### DOCUMENT SEGMENT
___

Sylvain Kalache 2:14
As DoKC Melissa Logan said this morning, Data on Kubernetes is a thing. And organizations are running all sorts of stateful workloads on Kubernetes. From storage, databases, archive, backup streaming, and so on. We’ve also seen users running nearly their entire stack on Kubernetes, including their stateful workloads. Do you have anything around machine learning? We’ve seen a number of organizations who are advanced with Kubernetes, and they see Kubernetes as kind of like the next thing when it comes to hosting machine learning workloads.
Ara Zarifan 3:11
So as far as machine learning workloads go, that hasn’t been necessary for the purview of my group. Other teams across the studio have shown interest in using Kubernetes for those kinds of workflows. But you know, my team hasn’t taken on that kind of work.
Sylvain Kalache 3:34
Right, so as I mentioned, Ara’s specialty is databases. But it’s quite interesting that almost the entire stack of DreamWorks is on Kubernetes. I think that reflects what we have seen in the Data on Kubernetes 2021 survey. Why did you decide to move stateful workloads to Kubernetes? What were the driving reasons that pushed you to do that?

___

### THINGS TO DO
1/ Summarize the Data on Kubernetes conversation in two sentences.
2/ List every sentence in the Data on Kubernetes conversation that ends with a question mark, in the order they appear.

___

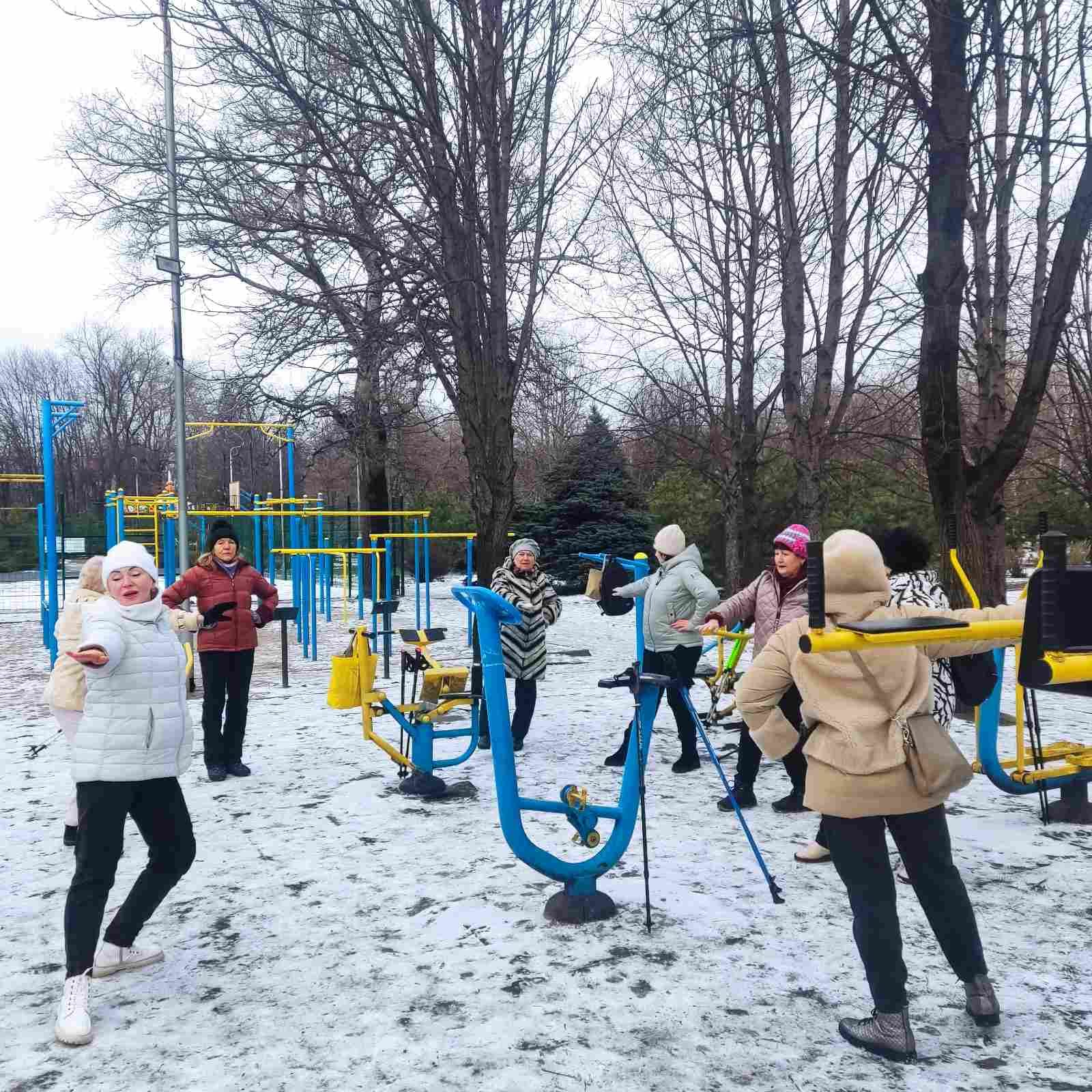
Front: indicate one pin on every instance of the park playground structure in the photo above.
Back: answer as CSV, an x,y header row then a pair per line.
x,y
304,531
1055,655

___

### RESPONSES BY TASK
1/ Sylvain Kalache notes that organizations run many kinds of stateful workloads on Kubernetes and asks whether machine learning is among them. Ara Zarifan replies that other teams at the studio have shown interest but Zarifan's own group has not taken on that work, and Kalache then remarks that almost the entire DreamWorks stack is on Kubernetes and asks why they moved stateful workloads there.

2/
1. Do you have anything around machine learning?
2. Why did you decide to move stateful workloads to Kubernetes?
3. What were the driving reasons that pushed you to do that?